### Provided text
■ ■ ■ ■ ■
= Sarah Bohndiek =

Biomedical physicist

Sarah Elizabeth Bohndiek is a physicist whose research involves developing novel imaging approaches for early cancer detection. She is a Professor in Biomedical Physics at the University of Cambridge and a Group Leader at the Cancer Research UK Cambridge Institute.

== Education ==
Bohndiek received her BA in Experimental and Theoretical Physics from the University of Cambridge in 2005. She then went on to complete a PhD in Radiation Physics at University College London in 2008, developing novel instrumentation for identification of cancer in breast biopsy samples using X-ray diffraction methods.

==Career and research==
Following completion of her PhD, Bohndiek moved to the University of Cambridge where she worked as a postdoctoral research fellow at the Department of Biochemistry, supervised by Prof. Kevin Brindle. Her research during this period focused on the use of novel magnetic resonance imaging methods for the early detection of treatment response in cancer.

In 2011, Bohndiek took the position of Postdoctoral Scholar at Stanford University's Department of Radiology, supervised by Prof. Sam Gambhir.

In October 2013, Bohndiek returned to the University of Cambridge as a fellow of Corpus Christi College, working as a lecturer at the Cavendish Laboratory.

Bohndiek's research at the Cancer Research UK Cambridge Institute has focused on devising new imaging approaches to improve early cancer diagnosis. One project is using hyperspectral imaging in endoscopy to map early metabolic changes in the oesophagus before cancer occurs, giving an early indication of the potential for developing the cancer.

Bohndiek is co-lead of CRUK Cambridge Centre Early Detection Programme along with Rebecca Fitzgerald.

Bohndiek actively promotes science as a career, working with the Stemettes, MentorSET and engaging with media and public outreach.

==Awards and honours==
Bohndiek was awarded the 2014 WISE Research Award sponsored by the Institution of Engineering and Technology and the Wellcome Trust. This award is given for groundbreaking scientific research by a female-led team.

In 2014 Bohndiek also received the Clifford Paterson Medal and Prize, which is awarded by the Institute of Physics for early career contributions to the application of physics in an industrial or commercial context. She received this award for her work in developing molecular imaging techniques, which can be applied to study the response of tissue to different cancer treatments.

Recognising her commitment to teaching and mentoring, Bohndiek was also awarded the Marie Skłodowska-Curie Prize for Nurturing Research Talent and a Suffrage Science Heirloom by the Medical Research Council.

In 2018, Bohndiek was awarded the Cancer Research UK Future Leaders in Cancer Research Prize which recognises individuals who have produced research of international importance.
■ ■ ■ ■ ■
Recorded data
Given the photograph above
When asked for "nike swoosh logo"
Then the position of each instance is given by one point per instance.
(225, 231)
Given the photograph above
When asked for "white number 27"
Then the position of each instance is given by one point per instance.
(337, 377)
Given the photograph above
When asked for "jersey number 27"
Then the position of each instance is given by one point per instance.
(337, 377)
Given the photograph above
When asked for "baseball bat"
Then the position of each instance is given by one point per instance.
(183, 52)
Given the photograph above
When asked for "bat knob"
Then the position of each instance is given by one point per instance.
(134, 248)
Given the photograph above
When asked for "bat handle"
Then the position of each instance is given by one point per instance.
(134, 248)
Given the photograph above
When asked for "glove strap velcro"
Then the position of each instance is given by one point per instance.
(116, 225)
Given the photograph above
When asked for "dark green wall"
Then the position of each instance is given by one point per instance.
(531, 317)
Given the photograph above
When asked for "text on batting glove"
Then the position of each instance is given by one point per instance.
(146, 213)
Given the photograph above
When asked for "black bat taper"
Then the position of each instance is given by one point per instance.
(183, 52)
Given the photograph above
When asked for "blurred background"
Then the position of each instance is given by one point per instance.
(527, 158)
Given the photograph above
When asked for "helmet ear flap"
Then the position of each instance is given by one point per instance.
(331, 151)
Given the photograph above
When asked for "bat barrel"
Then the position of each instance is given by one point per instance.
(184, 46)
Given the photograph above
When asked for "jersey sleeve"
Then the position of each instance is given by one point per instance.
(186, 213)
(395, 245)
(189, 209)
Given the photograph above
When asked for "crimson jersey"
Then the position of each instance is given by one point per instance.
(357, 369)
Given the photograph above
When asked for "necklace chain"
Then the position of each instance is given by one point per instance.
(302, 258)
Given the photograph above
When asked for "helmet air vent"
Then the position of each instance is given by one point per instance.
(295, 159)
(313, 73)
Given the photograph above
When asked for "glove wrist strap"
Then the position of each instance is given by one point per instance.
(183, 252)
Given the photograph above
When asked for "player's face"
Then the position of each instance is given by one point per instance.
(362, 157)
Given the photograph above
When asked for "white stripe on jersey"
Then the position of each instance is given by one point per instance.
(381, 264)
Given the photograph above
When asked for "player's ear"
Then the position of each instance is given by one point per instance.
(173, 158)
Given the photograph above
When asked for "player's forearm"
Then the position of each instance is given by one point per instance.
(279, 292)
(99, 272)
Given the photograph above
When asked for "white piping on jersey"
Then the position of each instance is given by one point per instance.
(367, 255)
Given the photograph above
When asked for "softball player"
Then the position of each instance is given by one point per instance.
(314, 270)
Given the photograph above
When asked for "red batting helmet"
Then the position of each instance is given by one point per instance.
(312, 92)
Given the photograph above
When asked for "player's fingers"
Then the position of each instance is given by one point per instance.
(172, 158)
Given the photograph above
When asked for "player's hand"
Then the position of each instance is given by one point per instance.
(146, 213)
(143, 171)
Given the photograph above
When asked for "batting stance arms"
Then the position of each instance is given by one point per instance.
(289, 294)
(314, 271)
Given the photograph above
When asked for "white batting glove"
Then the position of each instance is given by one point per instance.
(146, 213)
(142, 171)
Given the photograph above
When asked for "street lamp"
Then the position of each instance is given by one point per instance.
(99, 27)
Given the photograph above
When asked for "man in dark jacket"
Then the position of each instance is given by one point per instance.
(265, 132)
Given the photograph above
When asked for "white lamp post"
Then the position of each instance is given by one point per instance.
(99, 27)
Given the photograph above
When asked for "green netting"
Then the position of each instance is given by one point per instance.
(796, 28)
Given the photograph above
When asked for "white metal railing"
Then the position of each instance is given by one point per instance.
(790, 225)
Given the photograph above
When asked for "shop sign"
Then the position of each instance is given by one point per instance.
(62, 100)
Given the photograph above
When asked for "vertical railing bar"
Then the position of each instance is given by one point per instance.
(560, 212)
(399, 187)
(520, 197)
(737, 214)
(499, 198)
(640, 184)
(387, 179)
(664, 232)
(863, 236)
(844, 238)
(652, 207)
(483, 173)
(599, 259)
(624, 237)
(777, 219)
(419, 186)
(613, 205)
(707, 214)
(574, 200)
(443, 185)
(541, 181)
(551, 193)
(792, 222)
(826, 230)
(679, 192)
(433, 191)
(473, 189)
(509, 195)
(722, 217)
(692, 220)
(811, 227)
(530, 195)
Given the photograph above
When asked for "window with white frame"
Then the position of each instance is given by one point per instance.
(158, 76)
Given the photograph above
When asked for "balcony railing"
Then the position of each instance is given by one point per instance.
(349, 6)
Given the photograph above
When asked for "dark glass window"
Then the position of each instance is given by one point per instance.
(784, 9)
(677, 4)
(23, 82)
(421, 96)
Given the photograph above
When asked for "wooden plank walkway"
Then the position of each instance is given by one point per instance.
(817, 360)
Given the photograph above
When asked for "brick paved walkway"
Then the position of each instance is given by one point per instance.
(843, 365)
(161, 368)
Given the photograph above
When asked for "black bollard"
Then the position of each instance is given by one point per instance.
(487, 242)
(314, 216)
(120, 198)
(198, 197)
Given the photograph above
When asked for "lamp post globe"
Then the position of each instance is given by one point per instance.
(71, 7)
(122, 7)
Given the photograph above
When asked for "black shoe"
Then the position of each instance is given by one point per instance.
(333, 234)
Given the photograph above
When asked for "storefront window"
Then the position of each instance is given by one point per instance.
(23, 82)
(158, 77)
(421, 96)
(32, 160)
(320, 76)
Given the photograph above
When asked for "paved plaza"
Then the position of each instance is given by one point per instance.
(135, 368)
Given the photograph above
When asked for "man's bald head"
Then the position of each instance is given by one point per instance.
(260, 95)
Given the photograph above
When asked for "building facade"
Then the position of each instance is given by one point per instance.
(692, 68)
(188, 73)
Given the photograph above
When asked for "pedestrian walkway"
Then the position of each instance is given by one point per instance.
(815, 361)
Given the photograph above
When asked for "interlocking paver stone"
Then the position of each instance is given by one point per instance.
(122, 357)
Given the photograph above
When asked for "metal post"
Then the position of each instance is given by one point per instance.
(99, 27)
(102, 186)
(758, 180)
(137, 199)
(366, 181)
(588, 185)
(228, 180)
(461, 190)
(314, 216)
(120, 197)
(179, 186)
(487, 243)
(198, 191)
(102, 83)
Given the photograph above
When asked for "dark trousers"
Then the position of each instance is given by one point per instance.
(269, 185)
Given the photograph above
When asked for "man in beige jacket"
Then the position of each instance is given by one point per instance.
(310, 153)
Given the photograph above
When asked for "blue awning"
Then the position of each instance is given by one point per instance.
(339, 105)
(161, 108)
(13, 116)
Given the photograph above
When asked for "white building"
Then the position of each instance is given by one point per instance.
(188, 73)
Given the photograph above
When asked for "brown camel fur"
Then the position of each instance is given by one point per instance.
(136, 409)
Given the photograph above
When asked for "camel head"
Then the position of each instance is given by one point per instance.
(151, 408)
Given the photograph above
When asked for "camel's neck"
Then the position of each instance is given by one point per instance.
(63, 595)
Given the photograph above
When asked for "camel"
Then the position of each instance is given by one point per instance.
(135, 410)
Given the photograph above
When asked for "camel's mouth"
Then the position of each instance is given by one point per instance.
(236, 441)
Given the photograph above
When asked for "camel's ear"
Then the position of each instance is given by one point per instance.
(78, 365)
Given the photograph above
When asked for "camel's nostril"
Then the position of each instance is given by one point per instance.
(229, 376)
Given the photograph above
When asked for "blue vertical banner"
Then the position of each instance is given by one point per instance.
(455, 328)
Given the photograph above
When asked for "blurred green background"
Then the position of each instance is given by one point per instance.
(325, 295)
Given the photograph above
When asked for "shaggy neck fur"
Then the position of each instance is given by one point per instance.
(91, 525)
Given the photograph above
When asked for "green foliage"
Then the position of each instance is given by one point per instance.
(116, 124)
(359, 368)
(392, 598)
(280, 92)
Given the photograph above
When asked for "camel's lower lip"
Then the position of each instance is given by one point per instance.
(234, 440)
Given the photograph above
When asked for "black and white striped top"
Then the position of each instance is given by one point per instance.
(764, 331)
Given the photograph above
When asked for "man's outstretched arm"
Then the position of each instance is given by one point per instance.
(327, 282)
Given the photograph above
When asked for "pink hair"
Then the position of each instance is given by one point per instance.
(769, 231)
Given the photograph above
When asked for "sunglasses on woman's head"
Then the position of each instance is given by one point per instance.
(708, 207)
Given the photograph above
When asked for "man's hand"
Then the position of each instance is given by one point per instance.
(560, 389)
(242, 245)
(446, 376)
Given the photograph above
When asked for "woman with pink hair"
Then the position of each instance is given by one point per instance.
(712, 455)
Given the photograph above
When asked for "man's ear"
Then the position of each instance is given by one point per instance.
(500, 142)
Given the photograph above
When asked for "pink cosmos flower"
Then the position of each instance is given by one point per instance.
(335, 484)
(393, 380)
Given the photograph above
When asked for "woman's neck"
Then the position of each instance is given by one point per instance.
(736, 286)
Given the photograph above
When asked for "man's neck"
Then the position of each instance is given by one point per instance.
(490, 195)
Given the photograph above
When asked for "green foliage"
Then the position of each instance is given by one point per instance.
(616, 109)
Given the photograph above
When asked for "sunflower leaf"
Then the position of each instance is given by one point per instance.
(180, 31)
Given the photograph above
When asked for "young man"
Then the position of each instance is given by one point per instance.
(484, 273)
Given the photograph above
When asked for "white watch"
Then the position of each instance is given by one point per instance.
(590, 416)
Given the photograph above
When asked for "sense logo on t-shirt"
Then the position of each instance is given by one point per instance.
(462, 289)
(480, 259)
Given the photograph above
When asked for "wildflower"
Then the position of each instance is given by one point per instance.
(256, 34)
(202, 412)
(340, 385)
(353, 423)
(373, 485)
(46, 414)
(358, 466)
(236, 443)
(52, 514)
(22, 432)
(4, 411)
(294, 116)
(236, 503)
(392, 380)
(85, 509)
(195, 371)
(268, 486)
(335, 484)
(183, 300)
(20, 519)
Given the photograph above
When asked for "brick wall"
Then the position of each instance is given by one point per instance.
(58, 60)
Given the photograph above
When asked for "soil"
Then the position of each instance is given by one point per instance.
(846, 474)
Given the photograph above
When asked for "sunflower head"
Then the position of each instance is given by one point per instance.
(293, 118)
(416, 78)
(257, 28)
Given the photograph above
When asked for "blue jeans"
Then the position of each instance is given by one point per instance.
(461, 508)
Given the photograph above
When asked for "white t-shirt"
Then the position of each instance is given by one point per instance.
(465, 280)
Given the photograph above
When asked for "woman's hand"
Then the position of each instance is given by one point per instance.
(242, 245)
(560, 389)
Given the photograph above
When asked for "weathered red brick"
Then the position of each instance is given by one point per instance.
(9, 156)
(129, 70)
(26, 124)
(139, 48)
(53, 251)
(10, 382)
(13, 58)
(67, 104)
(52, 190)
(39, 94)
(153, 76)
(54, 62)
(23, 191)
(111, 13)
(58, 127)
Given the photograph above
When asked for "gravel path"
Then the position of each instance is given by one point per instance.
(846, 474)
■ ■ ■ ■ ■
### Work to complete
Please say whether each statement agrees with the text about Sarah Bohndiek, answering yes or no and quoting the deciding words of the text. 1. Bohndiek completed her PhD at the University of Cambridge. 2. In 2011 Bohndiek became a Postdoctoral Scholar at Stanford University's Department of Radiology. 3. The Clifford Paterson Medal and Prize is awarded by the Wellcome Trust.

### Exercise solution
1. No: "complete a PhD in Radiation Physics at University College London in 2008"
2. Yes: "In 2011, Bohndiek took the position of Postdoctoral Scholar at Stanford University's Department of Radiology"
3. No: "which is awarded by the Institute of Physics"